→ GOAL:
Copy out exactly every line from the line containing "Where can you spot the front grille" until the records below end, inclusive of both boundary lines.

# Start of RECORDS TO PROCESS

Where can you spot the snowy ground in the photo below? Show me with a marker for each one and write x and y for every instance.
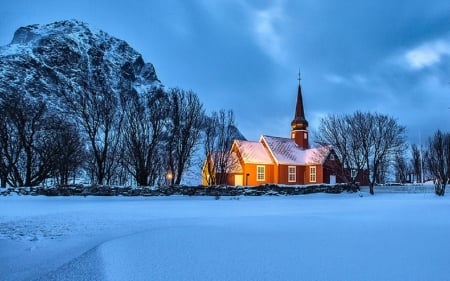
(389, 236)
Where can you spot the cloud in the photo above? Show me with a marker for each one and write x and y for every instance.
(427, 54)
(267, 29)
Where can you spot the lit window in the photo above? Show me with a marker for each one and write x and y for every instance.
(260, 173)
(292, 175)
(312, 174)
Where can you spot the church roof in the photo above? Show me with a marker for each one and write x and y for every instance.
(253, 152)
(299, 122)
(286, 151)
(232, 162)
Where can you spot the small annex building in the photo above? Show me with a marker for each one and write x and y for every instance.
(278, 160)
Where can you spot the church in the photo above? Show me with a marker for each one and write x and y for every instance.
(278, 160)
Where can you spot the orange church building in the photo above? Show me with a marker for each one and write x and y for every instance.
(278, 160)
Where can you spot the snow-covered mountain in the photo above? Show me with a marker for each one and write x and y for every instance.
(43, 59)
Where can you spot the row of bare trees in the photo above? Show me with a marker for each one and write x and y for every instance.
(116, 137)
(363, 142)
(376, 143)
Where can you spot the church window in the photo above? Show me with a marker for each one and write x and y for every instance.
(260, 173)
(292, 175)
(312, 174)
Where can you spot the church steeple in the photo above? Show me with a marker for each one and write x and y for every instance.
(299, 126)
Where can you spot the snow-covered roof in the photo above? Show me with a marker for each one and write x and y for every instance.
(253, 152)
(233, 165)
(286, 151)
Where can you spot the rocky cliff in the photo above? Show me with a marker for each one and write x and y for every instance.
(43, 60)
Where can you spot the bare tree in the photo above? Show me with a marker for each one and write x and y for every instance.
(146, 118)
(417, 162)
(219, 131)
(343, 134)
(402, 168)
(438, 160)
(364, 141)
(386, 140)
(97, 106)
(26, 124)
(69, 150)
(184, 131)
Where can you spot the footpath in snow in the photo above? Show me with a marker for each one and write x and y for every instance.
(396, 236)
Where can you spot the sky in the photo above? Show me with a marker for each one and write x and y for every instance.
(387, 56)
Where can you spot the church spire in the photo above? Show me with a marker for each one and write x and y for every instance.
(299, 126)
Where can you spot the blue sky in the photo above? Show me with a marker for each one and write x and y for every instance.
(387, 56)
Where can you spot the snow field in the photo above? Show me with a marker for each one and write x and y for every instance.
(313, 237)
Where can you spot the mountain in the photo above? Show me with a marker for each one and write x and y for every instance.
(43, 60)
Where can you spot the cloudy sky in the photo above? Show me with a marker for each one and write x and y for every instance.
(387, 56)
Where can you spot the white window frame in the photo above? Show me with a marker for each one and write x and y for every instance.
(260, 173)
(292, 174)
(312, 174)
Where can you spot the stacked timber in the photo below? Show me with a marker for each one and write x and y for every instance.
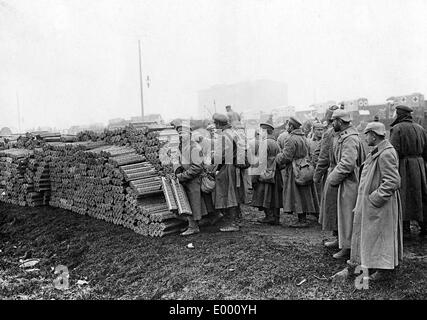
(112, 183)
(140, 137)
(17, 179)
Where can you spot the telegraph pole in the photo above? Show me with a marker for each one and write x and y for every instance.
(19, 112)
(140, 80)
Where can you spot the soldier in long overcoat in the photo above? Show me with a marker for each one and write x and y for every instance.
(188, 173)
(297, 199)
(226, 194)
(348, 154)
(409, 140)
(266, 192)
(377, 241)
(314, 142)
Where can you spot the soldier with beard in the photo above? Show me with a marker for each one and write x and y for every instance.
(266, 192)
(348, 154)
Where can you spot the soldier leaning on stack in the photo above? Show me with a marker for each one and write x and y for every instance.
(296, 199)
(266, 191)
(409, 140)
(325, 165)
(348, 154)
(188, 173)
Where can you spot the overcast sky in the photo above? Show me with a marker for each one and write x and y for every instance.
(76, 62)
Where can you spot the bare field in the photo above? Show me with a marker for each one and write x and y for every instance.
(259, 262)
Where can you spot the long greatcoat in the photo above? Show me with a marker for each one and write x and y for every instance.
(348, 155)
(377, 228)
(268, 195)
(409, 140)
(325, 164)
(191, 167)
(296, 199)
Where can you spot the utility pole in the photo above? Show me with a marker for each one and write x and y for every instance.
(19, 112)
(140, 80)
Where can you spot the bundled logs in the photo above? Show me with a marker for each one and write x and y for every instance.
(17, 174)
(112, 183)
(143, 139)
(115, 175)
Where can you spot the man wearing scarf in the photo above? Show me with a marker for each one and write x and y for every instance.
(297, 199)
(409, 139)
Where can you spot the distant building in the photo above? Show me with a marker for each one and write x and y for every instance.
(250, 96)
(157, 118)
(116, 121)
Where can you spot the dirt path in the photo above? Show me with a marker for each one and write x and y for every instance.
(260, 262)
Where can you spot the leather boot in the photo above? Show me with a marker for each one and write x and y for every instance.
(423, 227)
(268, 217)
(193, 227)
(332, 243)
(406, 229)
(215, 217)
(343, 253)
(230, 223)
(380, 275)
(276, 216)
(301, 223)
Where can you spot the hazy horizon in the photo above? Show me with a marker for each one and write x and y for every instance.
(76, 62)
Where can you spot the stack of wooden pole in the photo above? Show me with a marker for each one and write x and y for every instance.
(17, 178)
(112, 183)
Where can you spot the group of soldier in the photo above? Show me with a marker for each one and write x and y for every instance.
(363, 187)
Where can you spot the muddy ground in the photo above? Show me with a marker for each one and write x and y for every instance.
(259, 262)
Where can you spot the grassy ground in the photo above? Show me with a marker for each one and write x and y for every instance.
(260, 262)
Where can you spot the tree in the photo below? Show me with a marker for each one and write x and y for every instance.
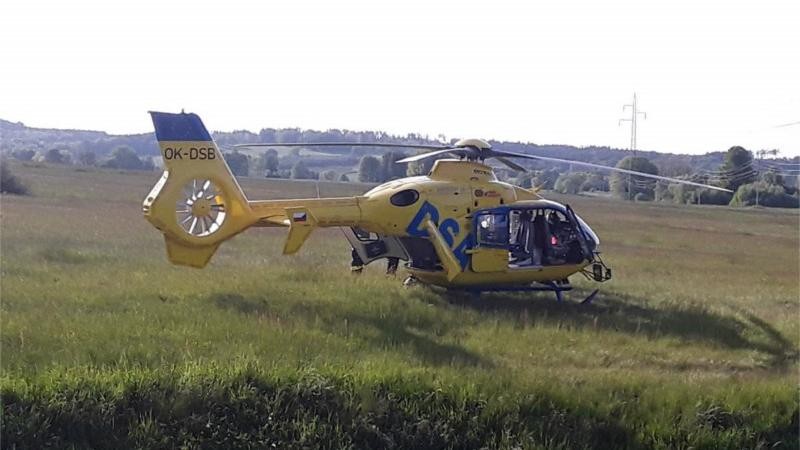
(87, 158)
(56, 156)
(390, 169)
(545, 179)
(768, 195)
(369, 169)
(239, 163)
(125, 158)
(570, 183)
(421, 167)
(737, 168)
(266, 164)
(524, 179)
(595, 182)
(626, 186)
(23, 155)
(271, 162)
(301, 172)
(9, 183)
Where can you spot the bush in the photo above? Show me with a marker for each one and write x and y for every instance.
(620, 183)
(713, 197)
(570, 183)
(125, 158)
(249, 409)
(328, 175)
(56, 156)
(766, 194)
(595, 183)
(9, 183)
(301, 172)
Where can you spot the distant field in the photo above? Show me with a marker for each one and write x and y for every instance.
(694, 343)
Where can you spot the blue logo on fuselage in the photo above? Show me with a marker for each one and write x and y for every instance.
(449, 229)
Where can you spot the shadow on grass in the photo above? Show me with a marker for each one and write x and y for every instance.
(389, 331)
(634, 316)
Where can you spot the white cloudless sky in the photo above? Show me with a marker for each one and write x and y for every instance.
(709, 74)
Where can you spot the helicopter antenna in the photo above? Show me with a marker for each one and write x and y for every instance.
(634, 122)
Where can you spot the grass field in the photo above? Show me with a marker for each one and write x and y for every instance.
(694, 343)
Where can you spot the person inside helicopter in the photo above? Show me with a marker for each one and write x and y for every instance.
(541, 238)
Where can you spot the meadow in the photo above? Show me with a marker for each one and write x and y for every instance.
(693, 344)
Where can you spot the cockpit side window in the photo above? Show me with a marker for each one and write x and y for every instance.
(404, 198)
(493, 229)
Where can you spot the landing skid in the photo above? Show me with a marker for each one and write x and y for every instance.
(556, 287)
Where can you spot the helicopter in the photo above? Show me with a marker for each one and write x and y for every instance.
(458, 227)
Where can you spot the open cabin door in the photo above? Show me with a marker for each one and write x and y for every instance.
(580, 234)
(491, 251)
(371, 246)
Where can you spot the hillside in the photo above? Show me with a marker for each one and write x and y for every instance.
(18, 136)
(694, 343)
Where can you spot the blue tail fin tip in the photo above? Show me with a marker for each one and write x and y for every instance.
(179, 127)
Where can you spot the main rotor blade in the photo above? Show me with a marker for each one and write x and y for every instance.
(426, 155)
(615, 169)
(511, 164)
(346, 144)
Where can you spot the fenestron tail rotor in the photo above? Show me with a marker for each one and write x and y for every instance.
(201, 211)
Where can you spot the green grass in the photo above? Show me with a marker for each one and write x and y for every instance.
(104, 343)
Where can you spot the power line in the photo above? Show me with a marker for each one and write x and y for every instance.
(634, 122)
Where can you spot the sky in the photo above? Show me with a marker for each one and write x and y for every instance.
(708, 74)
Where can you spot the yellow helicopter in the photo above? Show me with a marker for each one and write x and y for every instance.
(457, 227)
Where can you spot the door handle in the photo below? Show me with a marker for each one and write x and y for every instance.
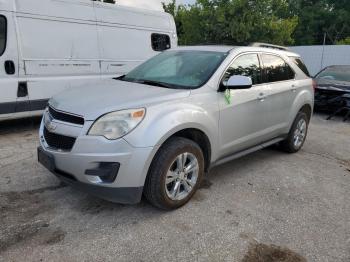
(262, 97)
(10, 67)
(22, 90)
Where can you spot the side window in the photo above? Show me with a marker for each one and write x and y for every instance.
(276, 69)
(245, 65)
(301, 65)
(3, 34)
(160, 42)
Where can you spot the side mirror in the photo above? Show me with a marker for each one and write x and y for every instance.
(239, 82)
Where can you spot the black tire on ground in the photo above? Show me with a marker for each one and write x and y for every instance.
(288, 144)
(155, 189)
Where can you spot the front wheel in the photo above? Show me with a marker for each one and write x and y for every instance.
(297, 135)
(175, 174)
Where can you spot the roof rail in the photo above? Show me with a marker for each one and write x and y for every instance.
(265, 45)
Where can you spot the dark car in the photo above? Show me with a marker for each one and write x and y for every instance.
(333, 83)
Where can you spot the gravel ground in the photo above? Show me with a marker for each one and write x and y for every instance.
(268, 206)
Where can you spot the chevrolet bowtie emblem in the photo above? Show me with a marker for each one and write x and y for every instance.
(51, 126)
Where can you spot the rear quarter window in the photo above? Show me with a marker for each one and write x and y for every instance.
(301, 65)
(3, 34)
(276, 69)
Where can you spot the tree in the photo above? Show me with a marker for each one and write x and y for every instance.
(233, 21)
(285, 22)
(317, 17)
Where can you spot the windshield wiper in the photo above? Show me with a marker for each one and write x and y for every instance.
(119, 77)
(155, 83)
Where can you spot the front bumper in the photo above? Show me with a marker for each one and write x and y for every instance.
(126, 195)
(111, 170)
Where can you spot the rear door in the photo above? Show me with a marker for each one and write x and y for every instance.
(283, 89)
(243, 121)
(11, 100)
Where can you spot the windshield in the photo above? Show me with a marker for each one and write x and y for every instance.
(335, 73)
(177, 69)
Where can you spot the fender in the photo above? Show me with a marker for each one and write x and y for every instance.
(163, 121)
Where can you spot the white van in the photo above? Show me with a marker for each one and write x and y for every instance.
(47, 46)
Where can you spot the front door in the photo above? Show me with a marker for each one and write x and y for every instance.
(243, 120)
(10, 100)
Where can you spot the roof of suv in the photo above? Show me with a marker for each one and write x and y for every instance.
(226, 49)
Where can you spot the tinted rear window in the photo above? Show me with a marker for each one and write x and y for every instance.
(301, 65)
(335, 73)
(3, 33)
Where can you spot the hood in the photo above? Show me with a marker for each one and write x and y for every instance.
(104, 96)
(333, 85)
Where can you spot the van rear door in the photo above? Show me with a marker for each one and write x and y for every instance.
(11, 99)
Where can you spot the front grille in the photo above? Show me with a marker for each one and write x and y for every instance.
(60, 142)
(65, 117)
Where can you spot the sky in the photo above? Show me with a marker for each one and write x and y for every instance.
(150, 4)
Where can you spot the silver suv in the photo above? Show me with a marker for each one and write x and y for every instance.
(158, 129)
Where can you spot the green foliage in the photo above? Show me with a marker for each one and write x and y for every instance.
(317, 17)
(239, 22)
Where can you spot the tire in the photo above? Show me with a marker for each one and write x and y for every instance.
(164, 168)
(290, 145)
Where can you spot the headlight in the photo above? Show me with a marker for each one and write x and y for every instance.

# End of RECORDS TO PROCESS

→ REPLY TO THE EXERCISE:
Where can you spot the front grille in the photo above? Show me with a marker for each one and write x and y for every instance.
(60, 142)
(65, 117)
Where can you spot the sky in the photo above? Show me with a marker for each one and write x and y for every instance.
(150, 4)
Where can you spot the silver suv in the photo above? Show me with a marker for each one and write x and y for every instance.
(158, 129)
Where can you spot the green foliage in the photo above? Show me with a marker for each one and write x and y for every instance.
(317, 17)
(239, 22)
Where can you spot the tire in the photo above? Show me with a marker for each one and write x and y for every instance.
(164, 168)
(290, 145)
Where can you spot the headlight in the photo above? Show me with a marker for each one and write x and y for every instance.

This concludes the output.